**WHAT IS EXPECTED**
Repeat word for word everything from the line containing "stand using the picture above." to the end of the listing, first and last lines included, and only that.

[Some records]
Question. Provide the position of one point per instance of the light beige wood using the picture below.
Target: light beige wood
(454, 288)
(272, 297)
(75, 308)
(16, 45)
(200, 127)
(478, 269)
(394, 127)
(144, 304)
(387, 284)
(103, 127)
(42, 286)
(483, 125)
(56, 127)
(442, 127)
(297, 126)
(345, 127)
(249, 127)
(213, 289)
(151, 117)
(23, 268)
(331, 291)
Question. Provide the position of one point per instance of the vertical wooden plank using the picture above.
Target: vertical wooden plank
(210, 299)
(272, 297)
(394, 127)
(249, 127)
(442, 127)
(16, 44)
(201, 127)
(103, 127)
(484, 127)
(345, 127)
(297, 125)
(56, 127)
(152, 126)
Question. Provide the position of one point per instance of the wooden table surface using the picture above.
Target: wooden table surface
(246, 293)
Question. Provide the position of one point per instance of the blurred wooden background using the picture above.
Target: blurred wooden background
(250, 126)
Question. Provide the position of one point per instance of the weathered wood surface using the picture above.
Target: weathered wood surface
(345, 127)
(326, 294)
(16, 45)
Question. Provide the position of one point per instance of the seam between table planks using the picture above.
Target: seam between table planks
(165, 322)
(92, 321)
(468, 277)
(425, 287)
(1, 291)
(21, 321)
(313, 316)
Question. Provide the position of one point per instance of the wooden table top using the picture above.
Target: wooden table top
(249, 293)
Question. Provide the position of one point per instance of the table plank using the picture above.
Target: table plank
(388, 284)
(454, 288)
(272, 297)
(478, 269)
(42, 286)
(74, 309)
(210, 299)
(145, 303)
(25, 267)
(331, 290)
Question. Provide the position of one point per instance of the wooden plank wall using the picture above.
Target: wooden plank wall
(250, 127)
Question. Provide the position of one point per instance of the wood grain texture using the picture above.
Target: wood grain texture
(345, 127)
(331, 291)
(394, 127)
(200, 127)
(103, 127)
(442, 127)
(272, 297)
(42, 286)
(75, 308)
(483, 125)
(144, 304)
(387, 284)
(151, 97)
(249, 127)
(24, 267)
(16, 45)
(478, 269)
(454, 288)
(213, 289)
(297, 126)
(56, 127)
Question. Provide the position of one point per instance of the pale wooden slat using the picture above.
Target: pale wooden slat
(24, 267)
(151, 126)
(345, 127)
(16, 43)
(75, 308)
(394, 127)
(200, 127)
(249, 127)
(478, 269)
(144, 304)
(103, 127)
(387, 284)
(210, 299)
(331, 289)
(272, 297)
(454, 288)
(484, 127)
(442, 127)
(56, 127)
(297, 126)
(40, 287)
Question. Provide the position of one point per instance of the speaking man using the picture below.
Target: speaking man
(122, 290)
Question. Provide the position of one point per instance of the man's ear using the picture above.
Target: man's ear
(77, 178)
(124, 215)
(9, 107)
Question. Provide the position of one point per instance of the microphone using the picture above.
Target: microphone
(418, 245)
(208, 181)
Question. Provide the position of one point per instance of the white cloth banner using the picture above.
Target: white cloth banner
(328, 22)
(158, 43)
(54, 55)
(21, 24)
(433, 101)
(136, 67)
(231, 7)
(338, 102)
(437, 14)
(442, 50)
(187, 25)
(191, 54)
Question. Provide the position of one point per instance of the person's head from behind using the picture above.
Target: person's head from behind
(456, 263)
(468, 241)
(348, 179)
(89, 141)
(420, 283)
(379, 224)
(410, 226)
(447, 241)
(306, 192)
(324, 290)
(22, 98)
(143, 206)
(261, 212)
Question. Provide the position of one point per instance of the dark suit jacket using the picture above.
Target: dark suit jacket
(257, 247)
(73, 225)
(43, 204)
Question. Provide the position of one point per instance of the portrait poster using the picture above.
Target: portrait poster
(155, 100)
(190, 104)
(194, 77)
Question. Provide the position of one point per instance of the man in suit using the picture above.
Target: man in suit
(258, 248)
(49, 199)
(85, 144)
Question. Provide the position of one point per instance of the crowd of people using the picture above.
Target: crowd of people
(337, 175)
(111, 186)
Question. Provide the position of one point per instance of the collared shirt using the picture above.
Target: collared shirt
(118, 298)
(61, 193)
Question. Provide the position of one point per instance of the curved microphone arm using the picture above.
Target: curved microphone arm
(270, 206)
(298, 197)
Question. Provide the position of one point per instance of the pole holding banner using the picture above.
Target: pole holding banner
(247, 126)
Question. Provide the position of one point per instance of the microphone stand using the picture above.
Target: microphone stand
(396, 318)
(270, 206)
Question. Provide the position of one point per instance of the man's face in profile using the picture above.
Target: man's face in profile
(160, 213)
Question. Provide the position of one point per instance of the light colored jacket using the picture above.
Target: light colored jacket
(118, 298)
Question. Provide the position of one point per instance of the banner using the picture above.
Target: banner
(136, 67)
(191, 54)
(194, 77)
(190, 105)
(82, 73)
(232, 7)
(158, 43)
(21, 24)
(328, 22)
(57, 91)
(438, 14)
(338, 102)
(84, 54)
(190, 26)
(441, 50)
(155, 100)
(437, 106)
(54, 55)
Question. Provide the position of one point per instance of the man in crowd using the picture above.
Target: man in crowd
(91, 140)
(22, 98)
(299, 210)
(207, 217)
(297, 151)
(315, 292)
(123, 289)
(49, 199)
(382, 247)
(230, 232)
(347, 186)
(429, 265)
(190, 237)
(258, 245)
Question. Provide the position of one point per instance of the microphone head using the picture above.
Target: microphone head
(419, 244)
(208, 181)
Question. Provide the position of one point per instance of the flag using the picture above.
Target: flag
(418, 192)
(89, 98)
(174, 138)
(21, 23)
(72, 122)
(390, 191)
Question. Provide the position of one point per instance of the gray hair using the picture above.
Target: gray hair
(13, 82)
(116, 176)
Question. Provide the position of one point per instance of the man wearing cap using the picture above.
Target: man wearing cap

**TASK SOLUTION**
Question. Provide the position of one point per instance of the microphone stand using the picture above.
Target: microphone stand
(396, 318)
(270, 206)
Question. Provide the position of one point per instance of the man's face in profile using the picture above.
Target: man's face in profile
(160, 213)
Question. Provide the position of one point per instance of the light colored jacket using the picture above.
Target: light colored jacket
(118, 298)
Question. Provide the position of one point per instance of the banner using the picture above.
Target: banner
(136, 67)
(191, 54)
(194, 77)
(190, 105)
(82, 73)
(232, 7)
(158, 43)
(21, 24)
(328, 22)
(57, 91)
(438, 14)
(338, 102)
(84, 54)
(190, 26)
(441, 50)
(155, 100)
(437, 106)
(54, 55)
Question. Provide the position of one point per instance of the man in crowd using the picture above.
Target: man in crowd
(91, 140)
(22, 98)
(299, 210)
(207, 217)
(297, 151)
(315, 292)
(123, 289)
(49, 199)
(382, 247)
(230, 232)
(347, 186)
(429, 265)
(190, 237)
(258, 245)
Question. Provide the position of one point per instance of the microphone head using the picture above.
Target: microphone head
(419, 244)
(208, 181)
Question. Provide the position of one point per instance of the flag using the picture above.
Target: flag
(418, 192)
(89, 98)
(174, 138)
(21, 23)
(72, 122)
(390, 191)
Question. Provide the position of one point per instance of the gray hair using the picture above.
Target: gray hair
(13, 82)
(116, 176)
Question. Provide the position of one point per instance of the man wearing cap using the picture above.
Target: man wearing cap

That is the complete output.